WHAT THE TASK REQUIRES:
Would you retype the listing below word for word, without any of its pictures?

DATASET EXCERPTS:
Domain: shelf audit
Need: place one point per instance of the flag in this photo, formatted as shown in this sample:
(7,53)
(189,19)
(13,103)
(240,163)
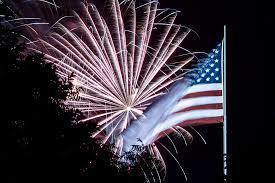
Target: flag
(197,99)
(202,102)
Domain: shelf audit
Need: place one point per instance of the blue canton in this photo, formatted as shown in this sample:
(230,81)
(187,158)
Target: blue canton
(211,70)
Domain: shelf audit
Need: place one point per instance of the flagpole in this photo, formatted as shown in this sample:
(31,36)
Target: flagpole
(224,107)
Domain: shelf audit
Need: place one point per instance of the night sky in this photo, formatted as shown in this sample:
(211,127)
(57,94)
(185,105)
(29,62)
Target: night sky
(202,162)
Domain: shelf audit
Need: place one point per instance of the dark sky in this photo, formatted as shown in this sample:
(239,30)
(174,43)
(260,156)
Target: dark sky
(202,162)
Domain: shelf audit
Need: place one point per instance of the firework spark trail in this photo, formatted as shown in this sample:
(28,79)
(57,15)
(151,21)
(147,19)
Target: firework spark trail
(123,62)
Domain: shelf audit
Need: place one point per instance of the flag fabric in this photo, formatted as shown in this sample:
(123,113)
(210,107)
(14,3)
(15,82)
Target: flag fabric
(202,102)
(197,99)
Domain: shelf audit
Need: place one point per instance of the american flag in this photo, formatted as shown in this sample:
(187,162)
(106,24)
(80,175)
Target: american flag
(202,103)
(197,99)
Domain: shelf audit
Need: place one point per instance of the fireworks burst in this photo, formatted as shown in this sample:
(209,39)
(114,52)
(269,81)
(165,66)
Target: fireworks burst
(122,59)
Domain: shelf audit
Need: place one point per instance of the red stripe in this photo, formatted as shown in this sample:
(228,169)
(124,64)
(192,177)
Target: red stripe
(194,122)
(203,94)
(201,107)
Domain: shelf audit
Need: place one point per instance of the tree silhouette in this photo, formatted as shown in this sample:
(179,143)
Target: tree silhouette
(40,136)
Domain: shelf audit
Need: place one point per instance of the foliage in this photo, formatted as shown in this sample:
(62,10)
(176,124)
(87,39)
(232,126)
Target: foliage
(40,136)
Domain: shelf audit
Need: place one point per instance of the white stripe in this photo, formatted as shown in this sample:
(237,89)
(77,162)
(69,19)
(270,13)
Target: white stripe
(204,87)
(190,115)
(189,102)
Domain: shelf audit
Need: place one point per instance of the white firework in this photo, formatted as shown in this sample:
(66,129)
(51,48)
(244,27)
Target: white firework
(122,59)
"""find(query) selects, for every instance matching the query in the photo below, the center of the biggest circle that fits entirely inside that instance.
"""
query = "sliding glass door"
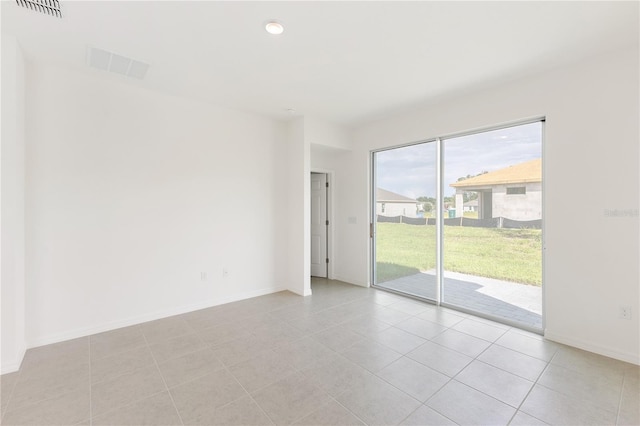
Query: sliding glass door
(404, 194)
(490, 225)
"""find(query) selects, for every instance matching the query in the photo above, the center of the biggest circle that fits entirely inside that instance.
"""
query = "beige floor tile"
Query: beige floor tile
(523, 419)
(460, 342)
(413, 378)
(514, 362)
(479, 329)
(420, 327)
(409, 307)
(337, 376)
(501, 385)
(365, 325)
(156, 410)
(385, 299)
(532, 346)
(465, 405)
(555, 408)
(371, 355)
(63, 409)
(343, 313)
(165, 329)
(290, 399)
(378, 403)
(7, 384)
(583, 361)
(389, 316)
(601, 390)
(274, 336)
(312, 323)
(338, 338)
(116, 341)
(441, 359)
(176, 347)
(284, 349)
(398, 340)
(124, 362)
(206, 318)
(242, 412)
(425, 416)
(329, 414)
(304, 353)
(188, 367)
(49, 383)
(442, 316)
(259, 372)
(76, 350)
(224, 333)
(240, 350)
(629, 413)
(196, 399)
(125, 389)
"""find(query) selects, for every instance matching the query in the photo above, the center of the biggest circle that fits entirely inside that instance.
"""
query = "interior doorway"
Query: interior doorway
(319, 225)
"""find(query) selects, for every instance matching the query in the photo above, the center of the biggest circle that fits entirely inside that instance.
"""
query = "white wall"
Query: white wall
(591, 153)
(298, 226)
(126, 204)
(12, 247)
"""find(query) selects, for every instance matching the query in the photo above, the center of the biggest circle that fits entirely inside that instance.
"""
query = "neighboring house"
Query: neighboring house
(391, 204)
(514, 192)
(471, 206)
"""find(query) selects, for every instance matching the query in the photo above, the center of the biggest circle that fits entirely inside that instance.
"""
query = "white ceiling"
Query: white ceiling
(347, 62)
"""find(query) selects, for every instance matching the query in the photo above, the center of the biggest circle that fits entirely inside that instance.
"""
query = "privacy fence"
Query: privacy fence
(496, 222)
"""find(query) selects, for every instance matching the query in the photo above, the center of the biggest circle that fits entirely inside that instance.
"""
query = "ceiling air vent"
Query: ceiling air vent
(48, 7)
(108, 61)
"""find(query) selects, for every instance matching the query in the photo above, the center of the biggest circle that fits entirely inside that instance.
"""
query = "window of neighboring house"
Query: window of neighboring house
(516, 190)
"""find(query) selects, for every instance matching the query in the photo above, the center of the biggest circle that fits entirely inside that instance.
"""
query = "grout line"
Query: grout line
(90, 385)
(624, 379)
(248, 394)
(175, 407)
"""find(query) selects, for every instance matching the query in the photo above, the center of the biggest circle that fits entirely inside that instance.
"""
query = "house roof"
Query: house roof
(530, 171)
(384, 196)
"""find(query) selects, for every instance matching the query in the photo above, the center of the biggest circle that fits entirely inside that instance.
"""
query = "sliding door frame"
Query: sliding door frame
(439, 141)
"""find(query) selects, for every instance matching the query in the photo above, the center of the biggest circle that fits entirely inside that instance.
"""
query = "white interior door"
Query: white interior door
(319, 225)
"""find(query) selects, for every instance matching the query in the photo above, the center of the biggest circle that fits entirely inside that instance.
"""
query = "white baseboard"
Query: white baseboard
(87, 331)
(14, 365)
(587, 346)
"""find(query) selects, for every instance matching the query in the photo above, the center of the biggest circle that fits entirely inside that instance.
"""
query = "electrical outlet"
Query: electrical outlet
(625, 312)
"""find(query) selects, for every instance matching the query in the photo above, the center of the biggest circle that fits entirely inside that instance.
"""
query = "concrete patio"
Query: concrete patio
(502, 299)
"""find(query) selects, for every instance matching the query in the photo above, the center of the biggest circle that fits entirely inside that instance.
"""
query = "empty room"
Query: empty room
(320, 213)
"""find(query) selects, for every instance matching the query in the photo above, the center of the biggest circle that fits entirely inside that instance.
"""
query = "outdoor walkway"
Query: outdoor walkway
(513, 301)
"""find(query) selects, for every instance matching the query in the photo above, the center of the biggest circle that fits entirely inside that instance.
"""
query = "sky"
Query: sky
(411, 170)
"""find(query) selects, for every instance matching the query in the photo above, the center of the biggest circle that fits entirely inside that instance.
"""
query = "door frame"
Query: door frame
(330, 217)
(440, 140)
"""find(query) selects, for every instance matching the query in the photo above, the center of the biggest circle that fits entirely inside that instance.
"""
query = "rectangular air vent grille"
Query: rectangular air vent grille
(48, 7)
(112, 62)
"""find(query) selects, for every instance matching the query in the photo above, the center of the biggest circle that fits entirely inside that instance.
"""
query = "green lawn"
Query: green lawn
(507, 254)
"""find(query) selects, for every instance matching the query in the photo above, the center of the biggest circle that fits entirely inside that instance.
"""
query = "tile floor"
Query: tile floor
(344, 356)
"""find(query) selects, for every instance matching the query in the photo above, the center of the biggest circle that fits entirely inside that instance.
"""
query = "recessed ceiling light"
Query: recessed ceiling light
(274, 27)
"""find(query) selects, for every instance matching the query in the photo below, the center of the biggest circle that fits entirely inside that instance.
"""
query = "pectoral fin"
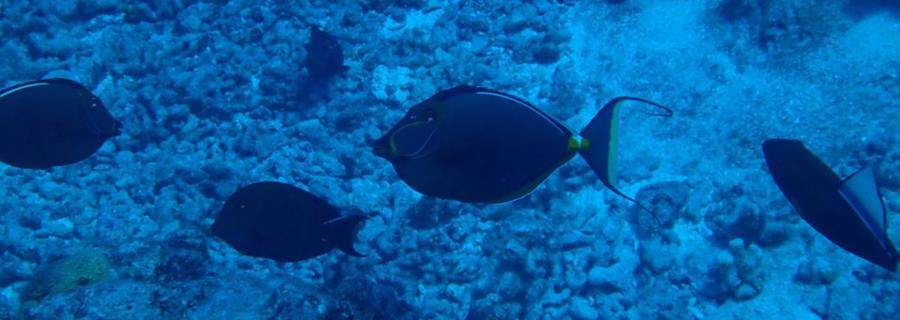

SOLUTION TO THE PROBLEM:
Domain: shelf audit
Need: place one point per instance of the flag in this photo, formatted as shown in this sample:
(7,53)
(189,19)
(13,103)
(240,163)
Target: flag
(197,99)
(202,102)
Domain: shelf audit
Need: place one point per instance of the blue canton in this photo, formatted as shown in this sample:
(230,81)
(187,158)
Target: blue canton
(211,70)
Domain: shelf audit
Need: place one point per instance of the flagpole in this photo, formatted as shown in this sample:
(31,36)
Target: flagpole
(224,107)
Domain: shelf audit
Need: place one point per instance of the night sky in this photo, formatted as shown in this sample:
(211,127)
(57,94)
(185,105)
(29,62)
Target: night sky
(202,162)
Domain: shelf audit
Need: place one point per instance of the dark sky in this photo, formatted as shown in this sample:
(239,30)
(174,43)
(260,156)
Target: dark sky
(202,162)
Domain: shelf audit
Need: place one point per instance of the firework spark trail in this photo, formatted as shown in this sample:
(28,79)
(57,15)
(151,21)
(147,19)
Target: firework spark trail
(123,62)
Domain: shelf audit
Need: place one point per instance of the flag fabric in this photo, formatted as shown in this sample:
(123,113)
(210,107)
(14,3)
(15,82)
Target: flag fabric
(202,102)
(197,99)
Domain: shelf audit
Need: place one point per instance of the american flag in this photo, formatted as shown in this sample:
(187,162)
(106,24)
(80,175)
Target: american flag
(202,103)
(197,99)
Domain: shelf audit
Need: place one point per instance of the fireworks burst in this photo, formatted as shown in this sample:
(209,39)
(114,52)
(269,81)
(165,66)
Target: fireworks burst
(122,59)
Domain: shelf audit
Need: place one point per instance of the red stripe in this photo, formatted as shown in this sample:
(228,169)
(124,64)
(192,177)
Target: red stripe
(194,122)
(203,94)
(201,107)
Domain: shelf audit
Need: place one point per instance of the tree silhouette in this photo, formatted as shown in this sample:
(179,143)
Target: tree silhouette
(40,136)
Domain: shelf audit
Need: place one point per instance of the foliage in this photo, formatted as shown in this sample:
(62,10)
(176,124)
(87,39)
(232,126)
Target: foliage
(40,136)
Domain: shelf audit
Need: place one point per instance of the white stripe in this photo, formatted as shown in this sample:
(237,89)
(77,162)
(69,19)
(270,13)
Target: white stripe
(204,87)
(190,115)
(189,102)
Domain: shelf audit
Need: place one point per instance of the white firework in this photo, formatted as shown in this sample:
(66,129)
(51,48)
(244,27)
Target: white firework
(122,59)
"""find(query) selects, for every instance matching the query in the photo below, the center of the biggest circle that fits entirely inside that instance.
"""
query = "sliding glass door"
Query: sliding glass door
(404, 194)
(490, 225)
"""find(query) selects, for every instance matching the query in the photo above, the center of the biggest circle that fits entirely inside that instance.
"""
query = "beige floor tile"
Query: beige floor tile
(523, 419)
(460, 342)
(413, 378)
(514, 362)
(479, 329)
(420, 327)
(409, 307)
(337, 376)
(501, 385)
(365, 325)
(156, 410)
(385, 299)
(532, 346)
(465, 405)
(555, 408)
(371, 355)
(63, 409)
(343, 313)
(165, 329)
(290, 399)
(378, 403)
(7, 384)
(583, 361)
(389, 316)
(601, 390)
(274, 336)
(312, 323)
(338, 338)
(116, 341)
(441, 359)
(176, 347)
(284, 349)
(398, 340)
(124, 362)
(206, 318)
(242, 412)
(425, 416)
(329, 414)
(304, 353)
(188, 367)
(49, 383)
(442, 316)
(259, 372)
(76, 350)
(224, 333)
(240, 350)
(629, 413)
(196, 399)
(125, 389)
"""find(query) selects, for every instance matching the query in the photo above, the center of the biggest circle that fits entirely inside that instance.
"""
query = "interior doorway"
Query: interior doorway
(319, 225)
"""find(query) selects, for every instance matching the query in the photo above, the center of the biggest circle that fits entirely inside that instance.
"""
query = "white wall"
Query: white wall
(591, 153)
(298, 226)
(126, 204)
(12, 247)
"""find(query) selects, for every instance matching the query in the photo above, the center of the biggest circle that fits entirely inside that instance.
"""
query = "neighboring house"
Query: neighboring house
(391, 204)
(514, 192)
(471, 206)
"""find(query) selects, for every instance matching the query in the photo above, the center of the biggest circle that fits entirely inside that instance.
"""
query = "white ceiling"
Query: white ceiling
(347, 62)
"""find(query) selects, for every instance matching the query in the photo above, the center of the biggest circle that fits entirely inside that instance.
"""
query = "privacy fence"
Query: privacy fence
(496, 222)
"""find(query) selects, for every instance matching the query in the photo above, the center of the biggest circle that fits entirely inside that instance.
"""
query = "ceiling air vent"
Query: ceiling air vent
(48, 7)
(108, 61)
"""find(query) selects, for every instance matching the query in the photo above, the center of the biggest circle that fits entirely inside that instance.
"""
query = "window of neighboring house"
Query: window of neighboring house
(516, 190)
"""find(query) selects, for every instance matching the query in the photo above, the center of the biggest circle that fits entirely inside that instance.
"""
query = "grout line"
Query: grout line
(90, 385)
(624, 379)
(248, 394)
(175, 407)
"""find(query) selects, for every instance matching the query in the photo above, the center of the biggest circle that fits entirely inside that instance.
"""
query = "house roof"
Query: house roof
(530, 171)
(384, 196)
"""find(query) selects, for every instance matching the query in the photo above, the center of the biggest circle that fits entirely inside that instance.
"""
query = "sliding door frame"
Query: sliding door frame
(439, 141)
"""find(query) selects, for every instance matching the query in the photo above, the center of the biggest circle that fits entirely inside that instance.
"""
query = "white interior door"
Query: white interior door
(319, 225)
"""find(query) selects, for every instance matching the query in the photo above, the center of the biggest circle that fits entirely inside that instance.
"""
query = "white baseboard"
Query: white baseboard
(87, 331)
(14, 365)
(587, 346)
"""find(query) selects, for every instance matching the query in the photo above, the center of the biggest circle that fits entirely inside that instance.
"""
query = "electrical outlet"
Query: electrical outlet
(625, 312)
"""find(query) selects, for every instance matching the query in the photo above, the center of the biggest circle that fits entirely inside that instance.
"""
query = "concrete patio"
Query: concrete patio
(502, 299)
"""find(query) selects, for every instance matching the query in the photo above, the center of the biggest circle that fits entirely inside that instance.
"""
query = "empty room"
Query: empty room
(320, 213)
"""find(query) selects, for every instance matching the query in the photo above, the center of the biggest circle that fits entirely inside that instance.
"""
query = "outdoor walkway"
Query: outdoor walkway
(513, 301)
"""find(query) selects, for every instance matching the query in the photo above, the center of the biggest circle that fits entirely inside that instance.
"""
query = "sky"
Query: sky
(411, 170)
"""find(query) selects, for every instance matching the query in the photo above, the center of the biggest circle that fits entirely inside that instance.
"""
query = "door frame"
Query: door frame
(330, 217)
(440, 140)
"""find(query) selects, for every instance matching the query in the photo above, the center of the biggest circle that fits entirely inside that instance.
"""
query = "rectangular air vent grille"
Query: rectangular air vent grille
(48, 7)
(112, 62)
"""find(query) selects, for every instance matching the query in the photo above, the center of the biggest circle that fits entirely inside that instance.
"""
query = "green lawn"
Query: green lawn
(507, 254)
"""find(query) selects, for every instance matching the query in the photo above, the center of the biggest circle that fits entirely inside that instance.
"""
query = "tile floor"
Query: tile floor
(344, 356)
"""find(query) selects, for every instance matching the query in the photo above, the center of the biggest circle that fits entirely inside that instance.
"""
query = "recessed ceiling light"
Query: recessed ceiling light
(274, 27)
"""find(query) selects, for every instance matching the query in the photo below, the center of the biggest circle that fits entirely inside that instance.
"""
query = "pectoral fin"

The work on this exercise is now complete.